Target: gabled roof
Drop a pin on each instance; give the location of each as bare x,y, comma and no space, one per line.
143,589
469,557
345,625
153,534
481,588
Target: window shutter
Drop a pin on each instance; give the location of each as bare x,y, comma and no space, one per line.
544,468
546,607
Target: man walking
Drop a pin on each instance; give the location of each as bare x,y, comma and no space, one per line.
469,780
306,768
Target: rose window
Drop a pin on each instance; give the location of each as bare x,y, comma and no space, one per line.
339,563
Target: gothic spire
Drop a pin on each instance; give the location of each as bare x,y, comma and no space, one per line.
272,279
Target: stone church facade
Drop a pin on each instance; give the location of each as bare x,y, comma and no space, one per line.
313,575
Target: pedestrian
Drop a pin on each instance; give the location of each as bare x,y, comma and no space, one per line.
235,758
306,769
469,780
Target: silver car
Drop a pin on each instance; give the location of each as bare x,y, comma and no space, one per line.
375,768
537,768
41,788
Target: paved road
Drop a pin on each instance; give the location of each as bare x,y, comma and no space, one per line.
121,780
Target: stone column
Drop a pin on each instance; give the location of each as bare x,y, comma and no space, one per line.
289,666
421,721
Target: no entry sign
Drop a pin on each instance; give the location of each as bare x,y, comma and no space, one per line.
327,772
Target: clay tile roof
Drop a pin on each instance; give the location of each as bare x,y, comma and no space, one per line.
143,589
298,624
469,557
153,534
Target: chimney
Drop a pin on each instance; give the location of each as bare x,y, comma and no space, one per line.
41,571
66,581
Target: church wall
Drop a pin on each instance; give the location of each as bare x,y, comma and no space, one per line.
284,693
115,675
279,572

WORK TO COMPLETE
Reproduce all of the items above line for line, keeping every character unchanged.

EXERCISE RESPONSE
Target: gabled roof
Drop a pin on each instance; give the location of each as bare x,y, comma and no space, one per line.
143,589
469,557
345,625
153,534
481,588
Target: window shutter
Drop a pin on each instance; give the location of each as bare x,y, comma and no space, one per line.
544,468
546,607
Target: man walking
Drop a pin on each instance; give the location of each as bare x,y, comma and no space, one per line.
469,780
306,768
Target: rose window
Drop a pin on each instance; give the location of each as bare x,y, comma and no space, one per line.
339,563
Target: gothic spire
Drop a pin on each instance; give the location of each as bare x,y, comma and no space, one per line.
272,279
Target: stone church facade
Drop a pin on each instance; give the location of each as bare x,y, comma and no space, one per line.
313,575
Target: pedestrian
Drop a pin on each instance; give the location of each as bare x,y, comma and no space, one per line.
235,758
306,769
469,780
Target: silver car
Drop a pin on each instance; give the location of each as bare x,y, comma and no space, one per line.
375,768
537,768
41,788
Target: paved road
Drop a pin on each instance; give the location of each as bare x,y, comma and no space, one per line.
121,780
Target: stone column
Drop a pin on each instance; give the location of each as bare x,y, comma and no space, one per line.
289,666
421,721
Target: no entry sign
Drop a pin on each instance; give the location of each as bare x,y, comma and no space, one per line.
327,772
Target: clay tile roof
Drop a pin on each instance; give the location of each as bare x,y, comma and no space, one per line.
143,589
298,624
469,557
153,534
Target: chimney
Drop a pin on each instance; give the location of each as bare x,y, comma and no space, one per line.
41,571
66,581
Target: church wall
Drop a pin on each instance; give the location of each as bare x,y, comma and no space, one per line.
284,693
115,675
279,572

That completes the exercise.